------ Material provided

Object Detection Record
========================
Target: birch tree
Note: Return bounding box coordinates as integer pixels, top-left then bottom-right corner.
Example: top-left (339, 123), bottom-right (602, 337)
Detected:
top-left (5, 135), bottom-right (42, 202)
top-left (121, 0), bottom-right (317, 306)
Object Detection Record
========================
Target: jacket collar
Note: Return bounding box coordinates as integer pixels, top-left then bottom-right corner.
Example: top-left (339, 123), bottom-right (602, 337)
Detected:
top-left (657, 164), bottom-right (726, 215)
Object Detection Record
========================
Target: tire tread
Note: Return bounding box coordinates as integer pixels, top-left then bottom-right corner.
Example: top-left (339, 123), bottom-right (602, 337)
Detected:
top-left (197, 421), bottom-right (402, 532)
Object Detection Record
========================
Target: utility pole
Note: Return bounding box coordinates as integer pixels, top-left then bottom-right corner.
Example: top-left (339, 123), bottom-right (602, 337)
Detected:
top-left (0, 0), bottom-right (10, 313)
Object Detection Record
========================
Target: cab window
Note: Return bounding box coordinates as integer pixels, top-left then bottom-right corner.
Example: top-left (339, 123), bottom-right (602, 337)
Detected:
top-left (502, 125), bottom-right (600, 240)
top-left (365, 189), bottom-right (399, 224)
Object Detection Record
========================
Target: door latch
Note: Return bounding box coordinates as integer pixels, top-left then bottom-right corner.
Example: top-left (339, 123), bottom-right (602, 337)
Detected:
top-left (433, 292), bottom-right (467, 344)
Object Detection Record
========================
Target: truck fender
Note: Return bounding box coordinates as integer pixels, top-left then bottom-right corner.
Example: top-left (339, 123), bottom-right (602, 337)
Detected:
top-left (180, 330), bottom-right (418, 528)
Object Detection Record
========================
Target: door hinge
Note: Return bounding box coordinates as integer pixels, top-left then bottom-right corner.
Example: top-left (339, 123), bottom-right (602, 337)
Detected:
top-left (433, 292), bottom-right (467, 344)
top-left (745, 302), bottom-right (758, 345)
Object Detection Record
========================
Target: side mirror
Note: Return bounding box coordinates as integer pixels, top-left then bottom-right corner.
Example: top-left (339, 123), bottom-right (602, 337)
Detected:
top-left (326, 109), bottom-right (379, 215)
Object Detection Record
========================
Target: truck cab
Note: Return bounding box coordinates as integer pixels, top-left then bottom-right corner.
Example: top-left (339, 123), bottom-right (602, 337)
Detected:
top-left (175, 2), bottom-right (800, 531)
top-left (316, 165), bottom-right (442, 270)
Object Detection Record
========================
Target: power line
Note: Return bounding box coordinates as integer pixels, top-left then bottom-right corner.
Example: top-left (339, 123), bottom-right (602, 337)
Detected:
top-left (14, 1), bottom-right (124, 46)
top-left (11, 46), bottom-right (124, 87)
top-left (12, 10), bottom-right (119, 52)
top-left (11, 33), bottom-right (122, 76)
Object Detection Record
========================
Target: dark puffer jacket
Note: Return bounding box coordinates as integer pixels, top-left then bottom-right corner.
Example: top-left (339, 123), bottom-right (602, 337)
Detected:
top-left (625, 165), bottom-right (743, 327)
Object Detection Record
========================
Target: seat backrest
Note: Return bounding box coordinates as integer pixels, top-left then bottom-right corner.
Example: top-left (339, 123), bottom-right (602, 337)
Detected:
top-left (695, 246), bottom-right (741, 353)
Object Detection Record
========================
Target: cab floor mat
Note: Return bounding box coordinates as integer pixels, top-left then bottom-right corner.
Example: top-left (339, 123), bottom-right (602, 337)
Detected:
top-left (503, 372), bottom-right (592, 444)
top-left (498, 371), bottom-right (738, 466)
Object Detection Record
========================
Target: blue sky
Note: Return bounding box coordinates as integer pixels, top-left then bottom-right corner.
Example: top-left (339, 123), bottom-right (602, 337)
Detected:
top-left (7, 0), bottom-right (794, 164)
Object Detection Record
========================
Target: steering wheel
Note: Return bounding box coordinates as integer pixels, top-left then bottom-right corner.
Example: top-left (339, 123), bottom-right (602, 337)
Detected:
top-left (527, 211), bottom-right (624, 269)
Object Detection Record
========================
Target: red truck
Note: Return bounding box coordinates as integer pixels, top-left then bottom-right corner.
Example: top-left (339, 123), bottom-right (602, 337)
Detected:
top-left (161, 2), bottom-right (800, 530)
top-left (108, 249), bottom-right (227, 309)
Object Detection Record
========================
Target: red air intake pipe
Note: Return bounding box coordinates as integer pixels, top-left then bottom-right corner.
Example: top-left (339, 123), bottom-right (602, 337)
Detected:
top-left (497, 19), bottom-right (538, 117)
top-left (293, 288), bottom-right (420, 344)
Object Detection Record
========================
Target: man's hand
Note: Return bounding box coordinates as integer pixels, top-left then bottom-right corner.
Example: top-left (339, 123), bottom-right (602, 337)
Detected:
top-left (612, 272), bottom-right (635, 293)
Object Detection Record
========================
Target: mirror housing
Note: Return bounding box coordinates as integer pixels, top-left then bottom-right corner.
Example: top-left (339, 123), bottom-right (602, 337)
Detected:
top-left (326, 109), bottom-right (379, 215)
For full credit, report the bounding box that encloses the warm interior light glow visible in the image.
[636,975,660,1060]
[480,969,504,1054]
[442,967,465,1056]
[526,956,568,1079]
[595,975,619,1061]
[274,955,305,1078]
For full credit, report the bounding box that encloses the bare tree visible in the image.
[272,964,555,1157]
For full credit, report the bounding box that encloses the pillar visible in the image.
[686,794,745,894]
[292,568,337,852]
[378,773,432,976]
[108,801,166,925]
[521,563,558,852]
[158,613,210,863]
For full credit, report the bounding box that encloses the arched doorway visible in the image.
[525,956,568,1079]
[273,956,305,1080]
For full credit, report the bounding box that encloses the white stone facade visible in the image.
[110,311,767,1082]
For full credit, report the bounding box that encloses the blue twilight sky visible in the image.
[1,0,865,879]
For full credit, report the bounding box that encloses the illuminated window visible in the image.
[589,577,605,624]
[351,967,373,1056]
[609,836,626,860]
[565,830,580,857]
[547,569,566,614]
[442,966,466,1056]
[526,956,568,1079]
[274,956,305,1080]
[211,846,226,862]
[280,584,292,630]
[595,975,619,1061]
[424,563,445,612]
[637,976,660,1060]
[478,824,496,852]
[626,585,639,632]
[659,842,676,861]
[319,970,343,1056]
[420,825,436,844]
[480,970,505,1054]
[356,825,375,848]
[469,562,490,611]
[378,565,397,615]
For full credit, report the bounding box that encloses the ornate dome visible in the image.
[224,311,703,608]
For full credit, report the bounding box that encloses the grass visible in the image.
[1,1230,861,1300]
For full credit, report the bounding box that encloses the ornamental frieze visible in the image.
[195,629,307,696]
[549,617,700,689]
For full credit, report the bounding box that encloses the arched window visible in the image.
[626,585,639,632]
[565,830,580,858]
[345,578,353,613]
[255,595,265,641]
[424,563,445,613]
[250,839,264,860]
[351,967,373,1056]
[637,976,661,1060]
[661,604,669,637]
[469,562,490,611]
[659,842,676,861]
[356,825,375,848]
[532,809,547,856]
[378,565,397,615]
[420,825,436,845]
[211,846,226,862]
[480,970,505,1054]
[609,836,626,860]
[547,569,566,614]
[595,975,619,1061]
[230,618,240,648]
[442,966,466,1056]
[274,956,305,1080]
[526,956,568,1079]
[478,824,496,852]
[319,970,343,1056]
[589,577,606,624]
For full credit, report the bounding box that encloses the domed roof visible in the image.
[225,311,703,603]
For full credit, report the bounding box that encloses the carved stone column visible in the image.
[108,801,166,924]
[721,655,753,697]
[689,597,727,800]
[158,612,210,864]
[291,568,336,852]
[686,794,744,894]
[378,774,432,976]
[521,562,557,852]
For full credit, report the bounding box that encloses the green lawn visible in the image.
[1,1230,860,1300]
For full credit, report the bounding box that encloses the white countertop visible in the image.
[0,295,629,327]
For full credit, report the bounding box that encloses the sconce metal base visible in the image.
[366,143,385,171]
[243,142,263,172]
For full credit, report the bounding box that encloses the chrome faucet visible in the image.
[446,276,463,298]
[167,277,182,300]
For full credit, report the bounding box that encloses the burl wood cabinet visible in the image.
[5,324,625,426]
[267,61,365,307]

------------

Please return only the lines above, starting at the line that has "Target: truck fender" and ending at the line that has "Target: door hinge", keeping both and leaving each one unchanged.

Target: truck fender
Note: Return bounding box coordinates as integer pixels, top-left then bottom-right corner.
Example: top-left (339, 123), bottom-right (602, 337)
Detected:
top-left (180, 330), bottom-right (418, 528)
Object Detection Record
========================
Target: door hinge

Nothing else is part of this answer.